=== OBIETTIVO A ===
Puoi trascrivere fedelmente il brano sul progetto zero-waste di Roubaix, a partire da "Nella sua casa" e proseguendo fino a "esperta di zero-waste."?

=== SEZIONE DI TESTO ===
================

Nella sua casa di Roubaix, un ex centro industriale nel Nord della Francia considerato oggi la più povera città francese, la signora Magdalene Deleporte sta terminando il suo deodorante fatto in casa.
“è veloce e semplicissimo,” dice, mostrando la sua ricetta a base di olio di cocco, farina e poche gocce di un olio profumato a scelta. “Ci metto 5 minuti: si lascia a sciogliere in acqua ed è pronto,” dice all’agenzia France Press la trentottenne, di professione infermiera, oggi diventata esperta di zero-waste.
E non è tutto: Magdalene realizza per conto suo anche il detersivo liquido per i piatti, lo shampoo, il dentifricio, yogurt e cosmetici. Divide i prodotti in altrettanti contenitori che conserva come quelli che si possono comprare all’ipermercato. “Qui a casa risparmiamo circa 150 euro al mese, che non è poco,” dice. E ha ragione.
I Deleporte sono soltanto una delle 500 famiglie che a Roubaix sono entrate in un progetto zero-waste con l’obiettivo a medio termine di salvare il pianeta, salvando a breve termine anche il portafoglio.

================

=== MATERIALE ===

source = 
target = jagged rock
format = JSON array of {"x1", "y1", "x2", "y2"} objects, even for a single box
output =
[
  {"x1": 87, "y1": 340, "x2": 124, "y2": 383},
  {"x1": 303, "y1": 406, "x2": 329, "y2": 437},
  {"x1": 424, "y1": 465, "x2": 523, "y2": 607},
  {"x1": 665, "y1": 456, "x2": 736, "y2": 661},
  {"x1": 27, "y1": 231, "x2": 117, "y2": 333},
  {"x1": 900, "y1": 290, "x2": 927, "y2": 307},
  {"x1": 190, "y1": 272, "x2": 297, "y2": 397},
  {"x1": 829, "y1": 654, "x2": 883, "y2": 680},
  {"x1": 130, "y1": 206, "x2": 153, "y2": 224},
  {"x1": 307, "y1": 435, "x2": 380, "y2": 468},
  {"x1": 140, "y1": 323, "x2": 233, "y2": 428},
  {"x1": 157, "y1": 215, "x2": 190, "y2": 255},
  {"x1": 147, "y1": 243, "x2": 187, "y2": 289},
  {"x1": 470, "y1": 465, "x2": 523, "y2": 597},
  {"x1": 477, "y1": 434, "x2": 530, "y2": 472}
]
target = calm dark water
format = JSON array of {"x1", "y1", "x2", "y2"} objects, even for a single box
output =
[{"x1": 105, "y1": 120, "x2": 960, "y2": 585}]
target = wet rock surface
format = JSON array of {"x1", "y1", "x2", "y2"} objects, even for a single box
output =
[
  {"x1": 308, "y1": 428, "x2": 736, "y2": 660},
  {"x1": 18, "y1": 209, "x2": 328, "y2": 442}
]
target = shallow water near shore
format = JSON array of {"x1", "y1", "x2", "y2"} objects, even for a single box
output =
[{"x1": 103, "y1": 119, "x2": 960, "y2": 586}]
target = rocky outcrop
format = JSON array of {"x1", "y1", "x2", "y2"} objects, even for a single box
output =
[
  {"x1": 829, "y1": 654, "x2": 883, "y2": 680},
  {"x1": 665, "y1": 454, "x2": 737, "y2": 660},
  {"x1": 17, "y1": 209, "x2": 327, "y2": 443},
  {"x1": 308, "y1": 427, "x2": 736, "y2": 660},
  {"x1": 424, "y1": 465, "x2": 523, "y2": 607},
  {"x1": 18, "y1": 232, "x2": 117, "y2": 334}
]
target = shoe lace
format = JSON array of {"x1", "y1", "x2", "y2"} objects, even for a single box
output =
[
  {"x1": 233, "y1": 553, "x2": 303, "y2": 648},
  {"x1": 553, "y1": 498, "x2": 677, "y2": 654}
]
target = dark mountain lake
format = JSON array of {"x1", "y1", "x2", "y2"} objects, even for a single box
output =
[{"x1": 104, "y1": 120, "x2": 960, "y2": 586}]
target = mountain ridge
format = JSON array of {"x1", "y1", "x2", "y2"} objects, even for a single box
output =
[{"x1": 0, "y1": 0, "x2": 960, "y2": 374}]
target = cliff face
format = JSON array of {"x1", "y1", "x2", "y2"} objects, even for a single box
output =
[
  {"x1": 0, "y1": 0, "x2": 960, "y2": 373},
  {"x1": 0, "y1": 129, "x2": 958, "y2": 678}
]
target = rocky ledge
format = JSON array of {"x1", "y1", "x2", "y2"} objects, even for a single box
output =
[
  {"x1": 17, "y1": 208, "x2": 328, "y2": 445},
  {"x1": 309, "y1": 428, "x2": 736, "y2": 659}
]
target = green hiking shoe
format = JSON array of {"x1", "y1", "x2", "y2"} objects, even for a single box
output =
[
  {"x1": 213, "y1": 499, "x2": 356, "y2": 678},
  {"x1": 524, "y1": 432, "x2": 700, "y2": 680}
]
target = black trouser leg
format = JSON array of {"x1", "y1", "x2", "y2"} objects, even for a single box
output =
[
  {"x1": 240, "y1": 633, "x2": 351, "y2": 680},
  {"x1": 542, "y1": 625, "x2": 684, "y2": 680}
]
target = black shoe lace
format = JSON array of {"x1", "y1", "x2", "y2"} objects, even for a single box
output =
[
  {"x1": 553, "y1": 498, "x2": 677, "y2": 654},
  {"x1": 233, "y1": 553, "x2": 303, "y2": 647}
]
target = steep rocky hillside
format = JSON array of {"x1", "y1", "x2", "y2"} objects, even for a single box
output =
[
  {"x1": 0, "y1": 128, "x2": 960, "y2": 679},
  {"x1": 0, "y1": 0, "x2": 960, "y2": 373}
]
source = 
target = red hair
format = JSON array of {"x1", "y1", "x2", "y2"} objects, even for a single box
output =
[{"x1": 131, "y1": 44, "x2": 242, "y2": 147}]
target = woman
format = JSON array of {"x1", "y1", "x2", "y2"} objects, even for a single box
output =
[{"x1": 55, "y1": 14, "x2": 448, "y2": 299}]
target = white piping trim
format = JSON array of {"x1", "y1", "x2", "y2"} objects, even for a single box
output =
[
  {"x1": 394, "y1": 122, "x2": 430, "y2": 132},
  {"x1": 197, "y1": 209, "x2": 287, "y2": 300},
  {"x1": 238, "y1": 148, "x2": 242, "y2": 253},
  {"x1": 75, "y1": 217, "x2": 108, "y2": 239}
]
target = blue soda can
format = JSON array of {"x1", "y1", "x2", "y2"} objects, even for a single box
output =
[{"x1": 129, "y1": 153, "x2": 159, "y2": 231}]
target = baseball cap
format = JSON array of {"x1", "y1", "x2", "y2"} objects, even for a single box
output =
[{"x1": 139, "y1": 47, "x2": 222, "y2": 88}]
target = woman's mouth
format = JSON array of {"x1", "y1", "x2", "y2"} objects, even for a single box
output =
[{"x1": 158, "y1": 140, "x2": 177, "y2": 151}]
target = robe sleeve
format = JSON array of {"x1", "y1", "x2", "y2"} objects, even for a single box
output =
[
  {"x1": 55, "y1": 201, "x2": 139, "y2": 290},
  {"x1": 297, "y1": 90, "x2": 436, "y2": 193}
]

================

=== OBIETTIVO B ===
Riesci a trovare e copiare ogni riga dei record che contiene la stringa "dark"? Maiuscole e minuscole contano.

=== RISULTATO A ===
Nella sua casa di Roubaix, un ex centro industriale nel Nord della Francia considerato oggi la più povera città francese, la signora Magdalene Deleporte sta terminando il suo deodorante fatto in casa.
“è veloce e semplicissimo,” dice, mostrando la sua ricetta a base di olio di cocco, farina e poche gocce di un olio profumato a scelta. “Ci metto 5 minuti: si lascia a sciogliere in acqua ed è pronto,” dice all’agenzia France Press la trentottenne, di professione infermiera, oggi diventata esperta di zero-waste.

=== RISULTATO B ===
target = calm dark water
target = dark mountain lake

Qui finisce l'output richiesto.